(Entries from a point annotation set)
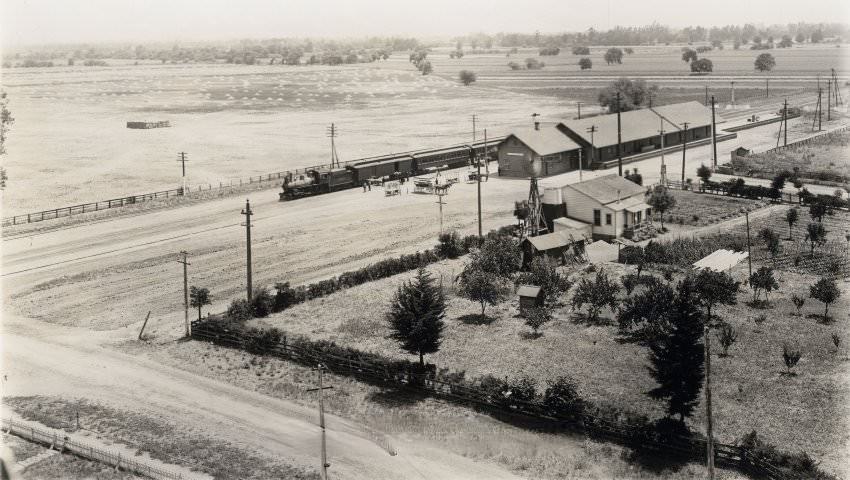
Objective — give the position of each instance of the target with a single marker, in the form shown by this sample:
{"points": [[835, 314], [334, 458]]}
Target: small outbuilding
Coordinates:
{"points": [[529, 297]]}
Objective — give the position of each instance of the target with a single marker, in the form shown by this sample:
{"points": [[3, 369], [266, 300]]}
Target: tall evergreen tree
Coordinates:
{"points": [[676, 359], [416, 316]]}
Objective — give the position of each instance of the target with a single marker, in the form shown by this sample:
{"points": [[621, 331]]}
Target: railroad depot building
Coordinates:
{"points": [[606, 206], [640, 130], [547, 151], [539, 151]]}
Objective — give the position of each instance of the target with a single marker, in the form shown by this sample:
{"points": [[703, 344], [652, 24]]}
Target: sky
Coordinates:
{"points": [[32, 22]]}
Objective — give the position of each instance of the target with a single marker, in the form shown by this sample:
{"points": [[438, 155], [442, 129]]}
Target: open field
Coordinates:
{"points": [[808, 411], [70, 145]]}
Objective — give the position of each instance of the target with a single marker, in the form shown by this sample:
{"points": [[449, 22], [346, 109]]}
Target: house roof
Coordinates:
{"points": [[643, 123], [546, 141], [528, 291], [608, 188]]}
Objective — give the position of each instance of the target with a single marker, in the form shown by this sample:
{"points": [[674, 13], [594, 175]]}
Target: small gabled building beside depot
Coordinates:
{"points": [[539, 152]]}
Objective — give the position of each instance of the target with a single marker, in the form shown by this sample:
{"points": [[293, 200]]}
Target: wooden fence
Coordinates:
{"points": [[60, 441], [590, 425]]}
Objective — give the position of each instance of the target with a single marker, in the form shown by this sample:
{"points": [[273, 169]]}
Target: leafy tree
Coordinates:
{"points": [[467, 77], [762, 280], [765, 62], [543, 273], [790, 357], [826, 291], [6, 122], [704, 173], [633, 94], [791, 216], [661, 200], [644, 317], [726, 336], [416, 316], [676, 359], [614, 55], [798, 302], [198, 297], [702, 65], [815, 235], [689, 55], [536, 317], [481, 286], [596, 294], [714, 288]]}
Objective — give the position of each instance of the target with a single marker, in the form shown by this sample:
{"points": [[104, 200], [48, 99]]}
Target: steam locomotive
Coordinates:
{"points": [[389, 167]]}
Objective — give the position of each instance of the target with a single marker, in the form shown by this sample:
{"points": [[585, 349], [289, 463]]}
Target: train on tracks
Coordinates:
{"points": [[394, 166]]}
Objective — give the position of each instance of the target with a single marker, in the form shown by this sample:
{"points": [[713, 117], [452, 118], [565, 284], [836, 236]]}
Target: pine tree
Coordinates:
{"points": [[416, 316], [677, 361]]}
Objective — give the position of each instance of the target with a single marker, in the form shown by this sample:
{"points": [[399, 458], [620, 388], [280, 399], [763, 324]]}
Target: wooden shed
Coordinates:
{"points": [[529, 297]]}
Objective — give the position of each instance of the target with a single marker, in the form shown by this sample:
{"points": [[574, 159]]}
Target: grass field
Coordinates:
{"points": [[69, 143], [807, 411]]}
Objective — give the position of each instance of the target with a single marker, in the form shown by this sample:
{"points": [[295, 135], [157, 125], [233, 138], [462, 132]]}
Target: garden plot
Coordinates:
{"points": [[751, 392]]}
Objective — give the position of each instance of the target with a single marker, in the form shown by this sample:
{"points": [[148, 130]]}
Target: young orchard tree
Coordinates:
{"points": [[762, 281], [677, 359], [661, 201], [726, 336], [416, 316], [536, 317], [798, 302], [790, 356], [714, 288], [597, 294], [792, 216], [826, 291], [815, 235], [198, 297], [481, 286]]}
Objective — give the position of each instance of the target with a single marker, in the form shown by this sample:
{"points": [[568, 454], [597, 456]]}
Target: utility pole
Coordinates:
{"points": [[247, 212], [333, 133], [619, 139], [182, 159], [324, 454], [684, 150], [186, 264], [713, 136], [709, 444], [591, 130]]}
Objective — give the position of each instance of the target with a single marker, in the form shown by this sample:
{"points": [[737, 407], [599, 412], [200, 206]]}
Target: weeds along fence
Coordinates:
{"points": [[56, 439], [634, 432]]}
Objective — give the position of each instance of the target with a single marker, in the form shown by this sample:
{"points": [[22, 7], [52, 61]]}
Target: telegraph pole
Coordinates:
{"points": [[684, 149], [182, 159], [324, 454], [619, 139], [247, 212], [713, 135], [709, 444], [185, 292]]}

> _WRITTEN EXERCISE_: Quote every record above exactly, omitting any pictures they contain.

> _RESPONSE_:
Objective — give the position of each instance of the target with a single marker, in the form shown by this sample:
{"points": [[835, 314], [334, 458]]}
Target: small outbuilding
Coordinates:
{"points": [[529, 297]]}
Objective — give the position of each instance of the target with a single marker, in the form shown by this sample:
{"points": [[3, 369], [266, 300]]}
Target: tall evergreen tree
Coordinates:
{"points": [[676, 359], [416, 316]]}
Objective — give the position of each instance of the target with a single marker, in the form shown by this sample:
{"points": [[621, 331]]}
Target: railroad depot building
Coordinates:
{"points": [[606, 206], [640, 130], [547, 151], [539, 151]]}
Objective — give the position of each instance of the target with a single marker, in the form shown by this sample:
{"points": [[703, 344], [652, 24]]}
Target: sky
Coordinates:
{"points": [[32, 22]]}
Objective — give the position of each instance of the target with a single marker, in the form shown by this sample:
{"points": [[438, 155], [442, 129]]}
Target: open field
Coordinates:
{"points": [[808, 411], [70, 145]]}
Objective — give the position of each instance of the target with a single marker, in the form shown by this sample:
{"points": [[449, 22], [346, 109]]}
Target: house roof
Coordinates:
{"points": [[643, 123], [546, 141], [528, 291], [608, 188]]}
Objective — give the position of each instance of the target with a single marker, in the form shown by this sample:
{"points": [[674, 13], [594, 175]]}
Target: small gabled building beside depot
Coordinates:
{"points": [[539, 152]]}
Objective — give the position of each instance of the target with a single marker, in the form shown by this sample:
{"points": [[293, 200]]}
Target: wooden fence
Coordinates:
{"points": [[60, 441], [590, 425]]}
Objective — give the position of each instance of the target with a single marker, in the form shown by this sample:
{"points": [[273, 169]]}
Target: leafy tree
Coordinates:
{"points": [[467, 77], [762, 280], [765, 62], [543, 273], [790, 357], [826, 291], [6, 122], [704, 173], [633, 94], [791, 216], [661, 200], [644, 317], [726, 336], [416, 316], [676, 359], [614, 55], [798, 302], [198, 297], [702, 65], [815, 235], [689, 55], [536, 317], [481, 286], [596, 294], [714, 288]]}
Objective — give the position of each instance of the target with a single marker, in the form shown by this sample:
{"points": [[104, 200], [48, 99]]}
Target: steam locomotive
Coordinates:
{"points": [[389, 167]]}
Objective — give the position of each instance of the target with a single marker, in the form shown by this sample:
{"points": [[585, 349], [289, 463]]}
Target: train on tracks
Coordinates:
{"points": [[394, 166]]}
Objective — give the position of each instance of the target with a single marker, in the form shown by this sample:
{"points": [[713, 117], [452, 118], [565, 284], [836, 236]]}
Target: pine tree
Coordinates:
{"points": [[416, 316], [677, 361]]}
Objective — give the position of each instance of the target with a single marker, in the form shown by this sample:
{"points": [[399, 458], [620, 388], [280, 399], [763, 324]]}
Target: wooden shed
Coordinates:
{"points": [[529, 297]]}
Objective — give the position of each instance of the target with a single marker, in the form shown by this sample:
{"points": [[574, 159]]}
Target: grass field
Coordinates:
{"points": [[69, 143], [807, 411]]}
Objective — give the position of each instance of the target with a single marker, in the form shown by this sample:
{"points": [[295, 135], [157, 125], [233, 138], [462, 132]]}
Target: garden plot
Coordinates:
{"points": [[751, 392]]}
Objective — give the position of each instance of the target with a single marker, in the form shown by this sample:
{"points": [[148, 130]]}
Target: young orchard tree
Coordinates:
{"points": [[762, 281], [677, 359], [661, 201], [726, 336], [416, 316], [536, 317], [798, 302], [790, 356], [714, 288], [597, 294], [792, 216], [826, 291], [815, 235], [198, 297], [481, 286]]}
Objective — give the position of each instance of the target with a single marker, in the form shown by this sample:
{"points": [[568, 454], [597, 456]]}
Target: utility pole
Coordinates:
{"points": [[247, 212], [333, 133], [619, 139], [182, 159], [324, 454], [684, 150], [186, 264], [713, 136], [709, 444], [591, 130]]}
Objective — give the position of each instance of the target with a single marker, in the form shown by this sample:
{"points": [[737, 407], [599, 412], [200, 206]]}
Target: weeds along fence
Coordinates:
{"points": [[56, 439], [634, 432]]}
Objective — give the position of each instance of the target with a single marker, in the form shown by this sample:
{"points": [[22, 7], [52, 61]]}
Target: telegraph pole
Coordinates:
{"points": [[684, 149], [182, 159], [324, 454], [619, 139], [247, 212], [713, 135], [709, 444], [185, 292]]}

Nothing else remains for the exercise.